Task to carry out
Please show every line in the rows below that contains the string "pink", copied in full. Case counts when matching.

Data provided
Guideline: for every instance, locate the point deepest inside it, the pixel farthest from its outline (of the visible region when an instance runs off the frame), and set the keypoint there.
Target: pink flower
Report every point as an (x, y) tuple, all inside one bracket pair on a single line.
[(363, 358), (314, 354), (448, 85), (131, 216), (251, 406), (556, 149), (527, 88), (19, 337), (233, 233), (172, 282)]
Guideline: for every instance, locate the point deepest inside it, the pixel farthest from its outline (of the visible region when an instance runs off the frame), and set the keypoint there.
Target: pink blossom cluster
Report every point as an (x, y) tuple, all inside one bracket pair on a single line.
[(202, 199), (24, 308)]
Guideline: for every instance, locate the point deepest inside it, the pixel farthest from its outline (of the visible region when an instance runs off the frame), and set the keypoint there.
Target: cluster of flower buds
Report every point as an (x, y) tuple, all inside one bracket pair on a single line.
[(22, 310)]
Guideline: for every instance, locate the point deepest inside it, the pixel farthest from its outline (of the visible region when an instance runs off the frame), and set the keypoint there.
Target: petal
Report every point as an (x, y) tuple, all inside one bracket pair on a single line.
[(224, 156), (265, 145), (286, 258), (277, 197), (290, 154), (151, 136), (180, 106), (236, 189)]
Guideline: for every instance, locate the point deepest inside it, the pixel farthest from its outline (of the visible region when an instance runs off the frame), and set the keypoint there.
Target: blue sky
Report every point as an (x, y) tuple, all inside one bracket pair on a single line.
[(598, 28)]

==

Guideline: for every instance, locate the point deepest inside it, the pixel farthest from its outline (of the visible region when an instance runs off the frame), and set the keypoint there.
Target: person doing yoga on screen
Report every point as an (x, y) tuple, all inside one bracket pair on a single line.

Exercise result
Target: pink flower
Target: pink blossom cluster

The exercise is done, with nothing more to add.